Task statement:
Please write out, word for word, everything from the line containing "Annotation spec v3.2 — bare" down to the line containing "[559,20,1340,896]", including both of those lines and nothing else.

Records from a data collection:
## start
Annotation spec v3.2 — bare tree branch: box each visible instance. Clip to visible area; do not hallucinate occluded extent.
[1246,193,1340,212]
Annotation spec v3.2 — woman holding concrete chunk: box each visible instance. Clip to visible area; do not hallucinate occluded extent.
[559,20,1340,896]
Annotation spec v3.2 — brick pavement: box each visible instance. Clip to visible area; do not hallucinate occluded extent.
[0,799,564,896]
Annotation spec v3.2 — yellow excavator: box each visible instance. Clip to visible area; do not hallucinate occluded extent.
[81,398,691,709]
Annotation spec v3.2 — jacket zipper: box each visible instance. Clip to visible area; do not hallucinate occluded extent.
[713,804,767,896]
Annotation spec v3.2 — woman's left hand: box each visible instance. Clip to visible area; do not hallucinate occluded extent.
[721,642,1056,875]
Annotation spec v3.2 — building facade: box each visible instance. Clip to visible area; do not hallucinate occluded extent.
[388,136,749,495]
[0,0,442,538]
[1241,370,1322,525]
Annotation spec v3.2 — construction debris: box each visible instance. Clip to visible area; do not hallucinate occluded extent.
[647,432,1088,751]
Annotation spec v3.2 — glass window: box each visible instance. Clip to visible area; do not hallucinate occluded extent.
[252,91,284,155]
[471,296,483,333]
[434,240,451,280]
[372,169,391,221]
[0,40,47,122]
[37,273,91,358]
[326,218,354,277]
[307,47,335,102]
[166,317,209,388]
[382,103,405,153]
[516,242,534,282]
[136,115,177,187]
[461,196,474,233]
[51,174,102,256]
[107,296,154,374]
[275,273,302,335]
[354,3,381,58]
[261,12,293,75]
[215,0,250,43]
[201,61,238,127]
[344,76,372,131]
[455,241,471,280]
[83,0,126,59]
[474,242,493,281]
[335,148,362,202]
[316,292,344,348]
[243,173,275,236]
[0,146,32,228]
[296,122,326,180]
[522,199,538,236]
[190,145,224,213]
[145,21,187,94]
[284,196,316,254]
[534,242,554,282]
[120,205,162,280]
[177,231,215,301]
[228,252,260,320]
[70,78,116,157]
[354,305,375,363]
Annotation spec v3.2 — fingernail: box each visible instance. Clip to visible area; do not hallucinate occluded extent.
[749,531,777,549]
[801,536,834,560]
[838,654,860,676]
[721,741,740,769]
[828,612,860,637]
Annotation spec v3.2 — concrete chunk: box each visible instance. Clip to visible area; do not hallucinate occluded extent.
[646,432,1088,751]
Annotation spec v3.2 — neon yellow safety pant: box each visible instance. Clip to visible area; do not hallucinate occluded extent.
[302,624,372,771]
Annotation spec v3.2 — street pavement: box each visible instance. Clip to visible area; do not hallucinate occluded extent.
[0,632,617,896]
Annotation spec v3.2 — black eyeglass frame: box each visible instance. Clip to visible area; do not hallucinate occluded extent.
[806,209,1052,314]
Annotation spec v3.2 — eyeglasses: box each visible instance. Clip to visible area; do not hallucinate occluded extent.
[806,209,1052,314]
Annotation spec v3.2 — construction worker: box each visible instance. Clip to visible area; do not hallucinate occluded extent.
## end
## start
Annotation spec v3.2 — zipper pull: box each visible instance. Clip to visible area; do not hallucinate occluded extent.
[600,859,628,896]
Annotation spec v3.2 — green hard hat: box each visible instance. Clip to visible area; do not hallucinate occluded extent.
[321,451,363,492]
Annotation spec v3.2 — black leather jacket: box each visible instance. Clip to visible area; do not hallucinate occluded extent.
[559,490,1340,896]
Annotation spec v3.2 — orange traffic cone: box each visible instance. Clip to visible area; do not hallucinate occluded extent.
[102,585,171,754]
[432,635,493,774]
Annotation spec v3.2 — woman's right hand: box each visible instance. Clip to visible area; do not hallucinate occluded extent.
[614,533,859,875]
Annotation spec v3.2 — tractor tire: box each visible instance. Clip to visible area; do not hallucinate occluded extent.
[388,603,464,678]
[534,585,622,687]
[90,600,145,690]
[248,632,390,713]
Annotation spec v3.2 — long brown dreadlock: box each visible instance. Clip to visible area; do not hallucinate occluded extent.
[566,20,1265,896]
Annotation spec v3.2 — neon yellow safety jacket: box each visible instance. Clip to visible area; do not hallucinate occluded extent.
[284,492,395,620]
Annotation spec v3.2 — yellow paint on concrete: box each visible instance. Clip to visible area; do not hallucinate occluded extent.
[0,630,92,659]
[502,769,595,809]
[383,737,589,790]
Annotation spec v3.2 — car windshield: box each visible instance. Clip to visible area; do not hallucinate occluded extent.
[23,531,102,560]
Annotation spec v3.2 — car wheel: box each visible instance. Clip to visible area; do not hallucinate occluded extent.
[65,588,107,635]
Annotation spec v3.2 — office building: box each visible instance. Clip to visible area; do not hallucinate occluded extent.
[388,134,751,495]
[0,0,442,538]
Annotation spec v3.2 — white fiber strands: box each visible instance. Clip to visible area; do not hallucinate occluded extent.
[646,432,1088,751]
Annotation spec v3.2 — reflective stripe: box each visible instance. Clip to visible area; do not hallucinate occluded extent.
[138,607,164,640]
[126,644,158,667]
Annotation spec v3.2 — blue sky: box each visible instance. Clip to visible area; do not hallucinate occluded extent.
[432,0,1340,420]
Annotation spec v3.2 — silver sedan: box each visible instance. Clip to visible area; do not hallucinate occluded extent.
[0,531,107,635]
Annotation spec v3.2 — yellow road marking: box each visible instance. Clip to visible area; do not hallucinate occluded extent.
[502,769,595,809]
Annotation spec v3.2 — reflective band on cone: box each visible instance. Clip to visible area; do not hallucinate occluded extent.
## end
Task result:
Annotation spec v3.2 — bare tree branch: box each visible instance. Clip to visible area; do not hallucinate occluded extent.
[1246,193,1340,212]
Annotation spec v3.2 — woman holding concrete chunk: box each visible instance. Clip to visible area; do not hallucinate occluded extent.
[559,20,1340,896]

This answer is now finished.